Point localization data:
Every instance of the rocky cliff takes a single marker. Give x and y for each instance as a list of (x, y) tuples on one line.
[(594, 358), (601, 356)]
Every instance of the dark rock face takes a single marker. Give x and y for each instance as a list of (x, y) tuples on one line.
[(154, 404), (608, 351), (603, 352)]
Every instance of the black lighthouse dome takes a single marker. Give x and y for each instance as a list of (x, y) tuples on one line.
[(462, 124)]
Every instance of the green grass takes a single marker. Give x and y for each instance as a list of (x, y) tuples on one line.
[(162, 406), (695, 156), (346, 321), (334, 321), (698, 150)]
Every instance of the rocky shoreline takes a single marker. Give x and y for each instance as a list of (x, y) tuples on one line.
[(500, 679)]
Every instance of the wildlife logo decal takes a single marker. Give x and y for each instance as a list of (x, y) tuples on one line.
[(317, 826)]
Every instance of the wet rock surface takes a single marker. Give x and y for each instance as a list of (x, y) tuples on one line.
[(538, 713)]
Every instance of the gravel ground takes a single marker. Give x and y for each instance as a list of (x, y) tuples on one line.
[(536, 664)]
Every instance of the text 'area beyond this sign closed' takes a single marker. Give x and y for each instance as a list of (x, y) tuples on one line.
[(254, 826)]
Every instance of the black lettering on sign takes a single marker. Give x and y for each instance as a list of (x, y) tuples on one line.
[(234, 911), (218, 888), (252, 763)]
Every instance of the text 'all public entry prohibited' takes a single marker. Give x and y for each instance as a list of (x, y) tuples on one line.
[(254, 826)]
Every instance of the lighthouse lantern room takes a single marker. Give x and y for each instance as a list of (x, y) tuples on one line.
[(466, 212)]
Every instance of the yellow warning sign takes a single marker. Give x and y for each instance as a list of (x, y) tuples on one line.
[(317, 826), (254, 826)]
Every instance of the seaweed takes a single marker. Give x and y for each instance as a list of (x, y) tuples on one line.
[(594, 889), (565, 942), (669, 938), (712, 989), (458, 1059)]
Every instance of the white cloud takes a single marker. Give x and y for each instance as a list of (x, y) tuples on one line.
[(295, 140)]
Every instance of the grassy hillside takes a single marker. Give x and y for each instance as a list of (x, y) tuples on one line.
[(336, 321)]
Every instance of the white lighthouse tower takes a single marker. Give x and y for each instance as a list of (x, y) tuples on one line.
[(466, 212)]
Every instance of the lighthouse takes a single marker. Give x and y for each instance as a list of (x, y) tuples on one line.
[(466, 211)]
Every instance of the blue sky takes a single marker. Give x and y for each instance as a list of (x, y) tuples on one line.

> [Required work]:
Type out the entries again, word for word.

> [Output of the exercise]:
Every instance of the rocky cliff takes a single marker. Give x and y for each instance as a list of (x, y) tuples on one line.
[(594, 358), (601, 356)]
Every instance of the dark rock face takes a single marker. Give x and y for each instance as a list of (x, y) tuples on one line.
[(154, 404), (608, 351), (603, 352)]
Every instance of the black lighthouse dome takes a single marker. Give x and y for each instance as a list of (x, y) tuples on one line.
[(462, 124)]
Every instance of the green grass takes a single marker. Give x and y for each instance as a list of (x, y) tuples on one line.
[(162, 406), (695, 156), (346, 321), (334, 321), (698, 150)]
Every instance of the rocky shoreline takes a single marker. Give x and y for each instance as a list of (x, y) tuples on one line.
[(500, 679)]
Every instance of the wildlife logo decal takes a single marker. Give x and y for each instance as a list of (x, y) tuples on one line.
[(317, 826)]
Every instance of the wet rock surface takes a single marker. Give x and y for each instance as a list of (x, y) tuples on one line.
[(538, 713)]
Every instance of the gravel ground takes a single marker. Give x and y for each instance as a list of (x, y) tuples on one line.
[(536, 664)]
Every instance of the text 'area beyond this sign closed' takes a single marker. Give x and y for each instance as a list of (x, y) tuples on one line.
[(254, 826)]
Every instance of the black lettering on sign takes a single marker. Give x and y for each instance as a list of (x, y) tuples on one line.
[(234, 911), (218, 888), (252, 763)]
Every instance of the text 'all public entry prohibited' takes a single marker. Give x and y for each instance as a list of (x, y) tuples on one line.
[(254, 826)]
Every instance of the lighthouse lantern room takes a single marker. Give x and y for each instance as a list of (x, y) tuples on one line.
[(466, 212)]
Every instance of the yellow warning sign takes a single marker. Give x and y for each instance as a list of (x, y) tuples on one line.
[(317, 826), (254, 826)]
Every instance of the seaweed takes a single marker. Give x and y for each instance as a list of (x, y) tuples on one line.
[(594, 889), (565, 942), (669, 938), (712, 989), (458, 1059)]
Every instance of the white cloud takes a single marker. Give x and y for each instance as a list of (x, y) tuples on one line.
[(295, 140)]
Every instance of the grassy hillside takes a single marker. Give x and y for each instance as a list of (x, y) tuples on one line.
[(336, 321)]
Every instance of the white lighthouse tower takes a single marker. Give x and y for each instance as a list of (x, y) tuples on one line.
[(466, 212)]
Every instance of the lighthouse takes a single marker. Give x and y for each instance as a list of (x, y) tuples on one line.
[(466, 211)]
Every instance of the blue sky takes a single marker. Give x and y for each instance as a list of (x, y) tuples on one line.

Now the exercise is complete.